_Exercise task_
Switch "man's" to "person's" in the listing and write out its lines again, keeping everything else the same.

_Listing_
* start *
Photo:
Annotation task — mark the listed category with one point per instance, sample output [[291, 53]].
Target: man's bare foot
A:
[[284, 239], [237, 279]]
* end *
_Response to this task_
Photo:
Annotation task — mark the listed category with one point per instance, sample output [[291, 53]].
Target: person's bare foot
A:
[[284, 239], [237, 279]]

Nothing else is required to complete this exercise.